[Record excerpts]
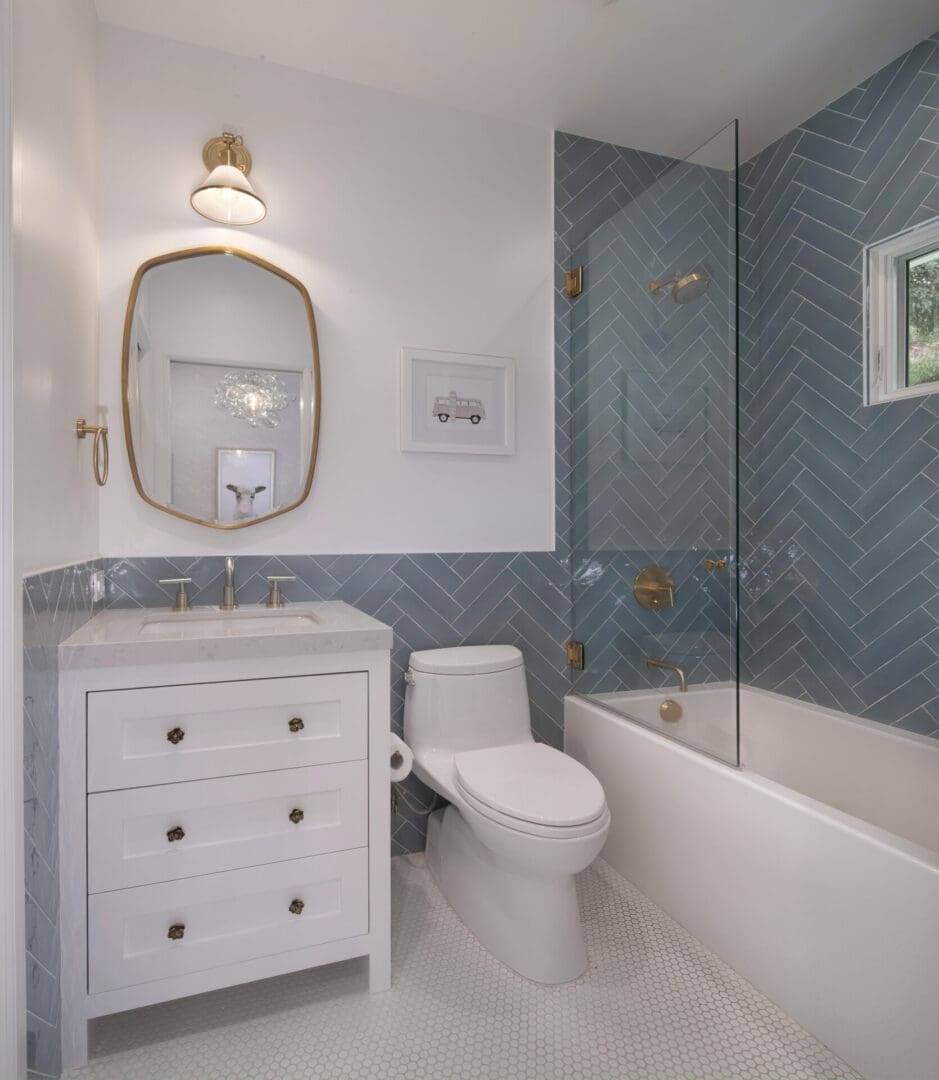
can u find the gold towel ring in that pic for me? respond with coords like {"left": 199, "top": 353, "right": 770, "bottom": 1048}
{"left": 75, "top": 418, "right": 109, "bottom": 486}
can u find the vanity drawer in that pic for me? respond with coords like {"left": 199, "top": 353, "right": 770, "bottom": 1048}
{"left": 88, "top": 849, "right": 369, "bottom": 994}
{"left": 87, "top": 762, "right": 368, "bottom": 893}
{"left": 87, "top": 674, "right": 367, "bottom": 791}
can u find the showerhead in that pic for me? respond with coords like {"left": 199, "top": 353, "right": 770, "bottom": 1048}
{"left": 649, "top": 271, "right": 710, "bottom": 304}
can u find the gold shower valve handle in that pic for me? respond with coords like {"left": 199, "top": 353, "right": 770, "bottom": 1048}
{"left": 167, "top": 924, "right": 185, "bottom": 941}
{"left": 288, "top": 808, "right": 304, "bottom": 824}
{"left": 288, "top": 716, "right": 305, "bottom": 733}
{"left": 166, "top": 826, "right": 185, "bottom": 842}
{"left": 634, "top": 565, "right": 676, "bottom": 611}
{"left": 289, "top": 898, "right": 305, "bottom": 915}
{"left": 166, "top": 726, "right": 185, "bottom": 745}
{"left": 703, "top": 558, "right": 727, "bottom": 571}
[/Record excerpts]
## [Required action]
Each line of the data is to be duplicated exactly; pictures stay out of the copy.

## [Answer section]
can u find the gold towel ring in that pic for me? respond with coords like {"left": 199, "top": 353, "right": 770, "bottom": 1048}
{"left": 75, "top": 418, "right": 109, "bottom": 486}
can u find the vanity drawer in that pic for me? respond with coords like {"left": 199, "top": 353, "right": 770, "bottom": 1048}
{"left": 88, "top": 849, "right": 369, "bottom": 994}
{"left": 87, "top": 762, "right": 368, "bottom": 893}
{"left": 87, "top": 674, "right": 367, "bottom": 791}
can u find the showerhead in that pic for me? respond with coords like {"left": 199, "top": 353, "right": 770, "bottom": 1048}
{"left": 649, "top": 271, "right": 710, "bottom": 304}
can u find the gold shower valve handle in that pic for me? respond with coords like {"left": 199, "top": 353, "right": 770, "bottom": 1048}
{"left": 167, "top": 924, "right": 185, "bottom": 941}
{"left": 288, "top": 808, "right": 304, "bottom": 824}
{"left": 288, "top": 716, "right": 305, "bottom": 733}
{"left": 166, "top": 826, "right": 185, "bottom": 842}
{"left": 634, "top": 565, "right": 676, "bottom": 611}
{"left": 289, "top": 898, "right": 305, "bottom": 915}
{"left": 166, "top": 726, "right": 185, "bottom": 745}
{"left": 703, "top": 558, "right": 727, "bottom": 571}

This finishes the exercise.